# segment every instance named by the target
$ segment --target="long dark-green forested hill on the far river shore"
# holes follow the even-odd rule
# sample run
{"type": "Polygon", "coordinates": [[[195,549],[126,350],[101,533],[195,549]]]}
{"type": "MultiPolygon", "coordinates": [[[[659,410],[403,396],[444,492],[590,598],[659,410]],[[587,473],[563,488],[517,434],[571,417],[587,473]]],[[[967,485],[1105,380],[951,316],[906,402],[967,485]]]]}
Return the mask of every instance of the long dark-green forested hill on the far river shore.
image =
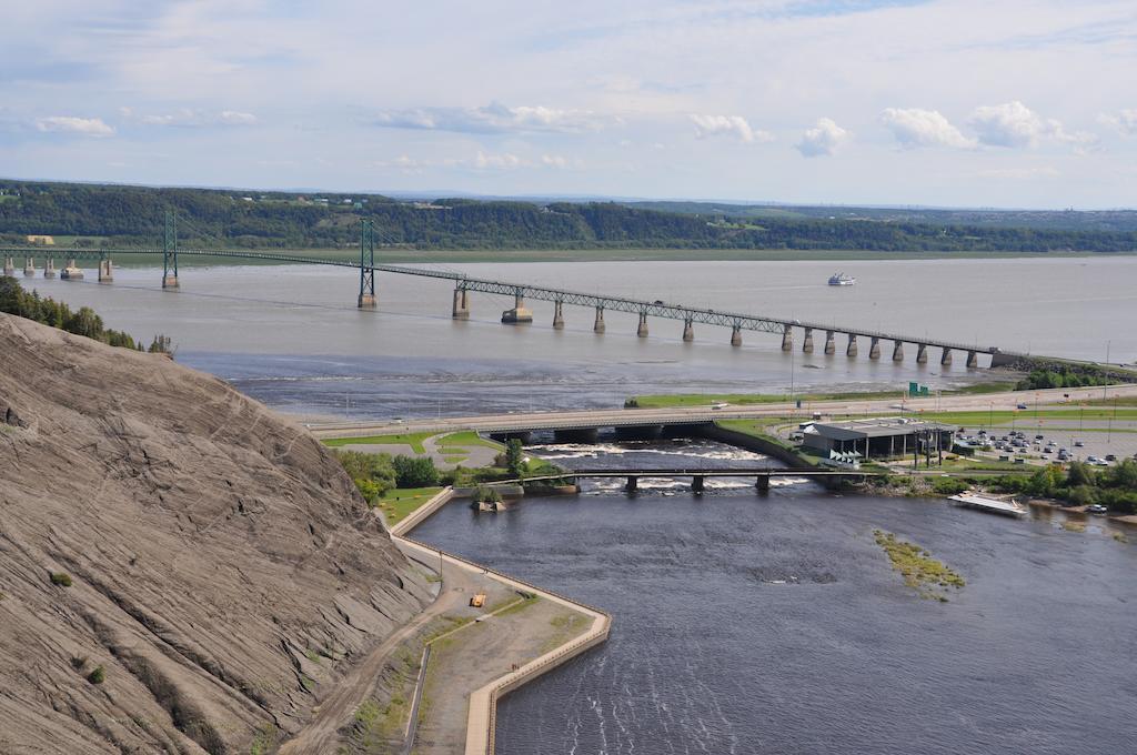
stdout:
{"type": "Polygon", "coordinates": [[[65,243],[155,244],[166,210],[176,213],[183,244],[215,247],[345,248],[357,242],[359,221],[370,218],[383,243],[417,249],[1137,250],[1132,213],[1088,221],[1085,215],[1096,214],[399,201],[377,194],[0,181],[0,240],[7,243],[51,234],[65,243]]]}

_ _ _ _ _ _ _

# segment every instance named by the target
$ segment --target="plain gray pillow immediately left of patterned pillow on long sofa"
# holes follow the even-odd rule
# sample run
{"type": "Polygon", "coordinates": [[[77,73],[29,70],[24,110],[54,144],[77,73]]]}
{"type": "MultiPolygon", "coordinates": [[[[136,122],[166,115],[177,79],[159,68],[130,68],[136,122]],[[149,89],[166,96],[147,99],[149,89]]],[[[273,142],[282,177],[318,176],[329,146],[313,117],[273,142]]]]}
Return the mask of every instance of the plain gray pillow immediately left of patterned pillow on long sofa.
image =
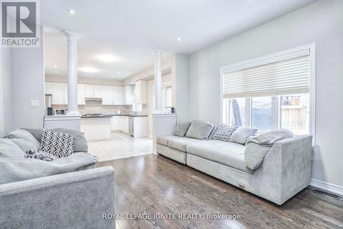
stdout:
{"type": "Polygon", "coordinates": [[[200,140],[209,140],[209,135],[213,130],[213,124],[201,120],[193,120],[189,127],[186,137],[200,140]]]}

_ _ _ _ _ _ _

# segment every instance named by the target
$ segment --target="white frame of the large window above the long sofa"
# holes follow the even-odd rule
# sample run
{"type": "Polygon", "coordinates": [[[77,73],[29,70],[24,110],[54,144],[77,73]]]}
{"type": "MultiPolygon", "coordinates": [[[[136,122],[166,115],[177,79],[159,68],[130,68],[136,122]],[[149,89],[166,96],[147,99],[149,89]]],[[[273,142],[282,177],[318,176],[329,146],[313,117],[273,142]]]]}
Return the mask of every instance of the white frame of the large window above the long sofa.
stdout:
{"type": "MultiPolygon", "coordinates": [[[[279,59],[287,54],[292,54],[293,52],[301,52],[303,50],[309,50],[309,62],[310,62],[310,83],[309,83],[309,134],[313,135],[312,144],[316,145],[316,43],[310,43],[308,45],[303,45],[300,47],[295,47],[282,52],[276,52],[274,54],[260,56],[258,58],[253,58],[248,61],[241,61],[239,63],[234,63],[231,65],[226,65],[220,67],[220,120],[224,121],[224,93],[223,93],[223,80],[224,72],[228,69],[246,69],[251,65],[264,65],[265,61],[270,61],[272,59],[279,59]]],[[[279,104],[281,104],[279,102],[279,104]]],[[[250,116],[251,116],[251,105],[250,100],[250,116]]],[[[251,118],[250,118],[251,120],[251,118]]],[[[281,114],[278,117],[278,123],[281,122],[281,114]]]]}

_ _ _ _ _ _ _

Task item:
Find each line holding the string "sofa" in the listing above, then copy it.

Reply to the exercise:
$ segment --target="plain gray pillow immediately left of patterned pillow on long sofa"
Return the mask of every instance of the plain gray pillow immediately left of patterned pillow on long sofa.
$ segment --target="white frame of the large window above the long sofa"
Return the mask of every instance of the white frame of the large window above the long sofa.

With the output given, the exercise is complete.